René Clair’s Paris qui dort — Notes Towards a General Outline of Apocalyptic Films (Part I)

paris qui dort

If one were to make a chronological list of ‘last-person-on-earth’ films, somewhere near the top, if not leading the list, would be René Clair’s 1924 silent short, Paris qui dort. Called alternatively in English Paris Asleep, The Crazy Ray and At 3:25, and inexplicably expanded to longer running times by distributors, Paris qui dort is currently available in the US in the director’s preferred 35-minute form as an extra on Criterion’s release of Under the Roofs of Paris.

Last-person-on-earth cinema — a subgenre of apocalyptic films — often concerns an unsuspecting individual who awakens to find a densely populated city devoid of humanity. In Clair’s film, Albert, the caretaker of the Eiffel Tower (was there such a job?), rises one morning to find the entire city frozen in time. His watch has stopped, and the denizens of Paris are immobile as statues. It’s easy to see that for the former avant-gardist, Paris qui dort was a kind of populist surrealism, a common dream and sexual fantasy made public, an early example of what would later become the full utopian and erotic potential of the cinematic dream factory.

################

REQUIRED TASK 1: Please extract the passage of the essay on Paris qui dort from "René Clair’s Paris" to "Roofs of Paris.".
REQUIRED TASK 2: In the essay on Paris qui dort, what is Albert's job?
REQUIRED TASK 3: List the alternative English titles for the film given in the essay on Paris qui dort.
The items after this point come from a different source than the essay on Paris qui dort.

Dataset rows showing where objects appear
################

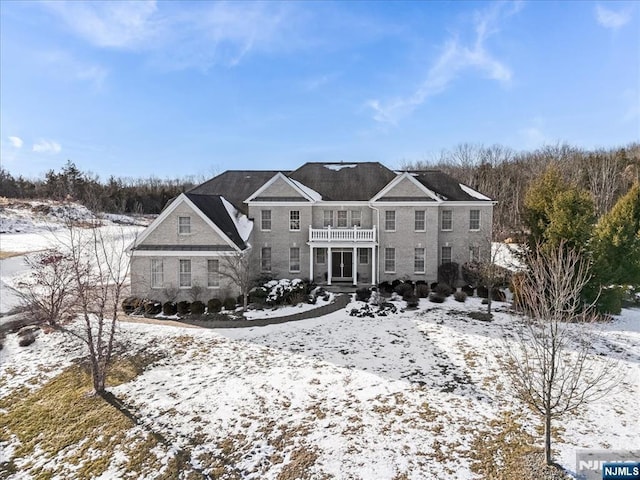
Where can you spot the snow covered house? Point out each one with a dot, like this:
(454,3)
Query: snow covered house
(357,223)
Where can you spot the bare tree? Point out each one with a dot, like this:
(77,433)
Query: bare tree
(551,364)
(238,269)
(82,278)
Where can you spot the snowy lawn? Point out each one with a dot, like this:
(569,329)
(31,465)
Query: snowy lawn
(414,395)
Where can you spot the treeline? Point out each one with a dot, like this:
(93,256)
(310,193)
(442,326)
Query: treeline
(506,175)
(116,195)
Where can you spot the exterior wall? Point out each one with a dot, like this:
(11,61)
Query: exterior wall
(166,233)
(141,279)
(405,240)
(460,238)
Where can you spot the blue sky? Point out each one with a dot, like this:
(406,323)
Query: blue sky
(195,88)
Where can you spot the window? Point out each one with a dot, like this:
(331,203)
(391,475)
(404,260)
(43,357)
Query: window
(184,225)
(157,273)
(328,218)
(418,260)
(265,221)
(446,220)
(356,218)
(294,220)
(390,220)
(294,259)
(390,260)
(446,255)
(419,221)
(265,259)
(213,273)
(342,218)
(474,220)
(185,273)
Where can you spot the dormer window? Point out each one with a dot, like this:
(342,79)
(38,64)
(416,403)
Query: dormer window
(184,225)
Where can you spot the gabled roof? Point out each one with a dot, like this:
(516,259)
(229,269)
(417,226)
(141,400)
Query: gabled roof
(447,186)
(344,181)
(235,185)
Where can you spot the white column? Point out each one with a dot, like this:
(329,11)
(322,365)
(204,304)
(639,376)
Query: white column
(355,265)
(374,280)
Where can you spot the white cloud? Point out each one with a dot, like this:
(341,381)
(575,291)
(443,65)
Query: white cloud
(455,59)
(16,142)
(612,19)
(46,146)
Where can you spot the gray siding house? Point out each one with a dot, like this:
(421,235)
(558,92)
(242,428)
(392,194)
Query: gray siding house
(353,223)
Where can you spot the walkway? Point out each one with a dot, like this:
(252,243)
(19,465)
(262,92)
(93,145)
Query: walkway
(340,302)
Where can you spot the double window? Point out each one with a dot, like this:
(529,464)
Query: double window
(294,220)
(157,273)
(390,220)
(185,274)
(184,225)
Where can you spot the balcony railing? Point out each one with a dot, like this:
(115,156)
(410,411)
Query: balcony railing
(330,234)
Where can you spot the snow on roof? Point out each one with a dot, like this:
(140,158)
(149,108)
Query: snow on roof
(473,193)
(336,167)
(315,196)
(241,221)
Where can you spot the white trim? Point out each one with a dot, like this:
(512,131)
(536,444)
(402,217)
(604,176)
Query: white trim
(399,178)
(288,181)
(182,198)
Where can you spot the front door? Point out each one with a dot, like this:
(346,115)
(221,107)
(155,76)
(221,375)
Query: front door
(342,265)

################

WRITTEN RESPONSE 1:
René Clair’s Paris qui dort — Notes Towards a General Outline of Apocalyptic Films (Part I)

paris qui dort

If one were to make a chronological list of ‘last-person-on-earth’ films, somewhere near the top, if not leading the list, would be René Clair’s 1924 silent short, Paris qui dort. Called alternatively in English Paris Asleep, The Crazy Ray and At 3:25, and inexplicably expanded to longer running times by distributors, Paris qui dort is currently available in the US in the director’s preferred 35-minute form as an extra on Criterion’s release of Under the Roofs of Paris.

WRITTEN RESPONSE 2: He is the caretaker of the Eiffel Tower.

WRITTEN RESPONSE 3: Paris Asleep, The Crazy Ray, At 3:25